- [What the exercise asks] Copy all of the data below line by line, including the wording around the answers, and adjust every x and y coordinate in the answer points by adding -40. Leave the pictures out.
— begin Material for this task —
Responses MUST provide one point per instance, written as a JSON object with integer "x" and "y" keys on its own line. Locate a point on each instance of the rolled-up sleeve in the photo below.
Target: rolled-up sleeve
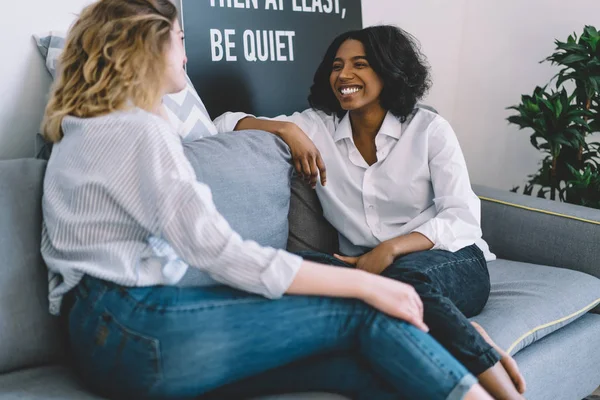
{"x": 457, "y": 223}
{"x": 307, "y": 120}
{"x": 181, "y": 210}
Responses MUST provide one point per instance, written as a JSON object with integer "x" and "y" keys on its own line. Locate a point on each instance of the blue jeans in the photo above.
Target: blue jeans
{"x": 218, "y": 342}
{"x": 453, "y": 287}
— end Material for this task —
- [Result for this exercise]
Responses MUST provide one point per instance, written as a JSON object with integer "x" and "y" keys on its own line. Locate a point on each instance of the rolled-up sleeve in the photo below.
Target: rolled-up sleeve
{"x": 417, "y": 183}
{"x": 267, "y": 80}
{"x": 141, "y": 170}
Responses MUST provide one point per instance, written as a JSON object with integer "x" and "y" keys on its own line. Locate a point on each instance of the blue jeans in the photo above.
Target: blue jeans
{"x": 178, "y": 302}
{"x": 413, "y": 247}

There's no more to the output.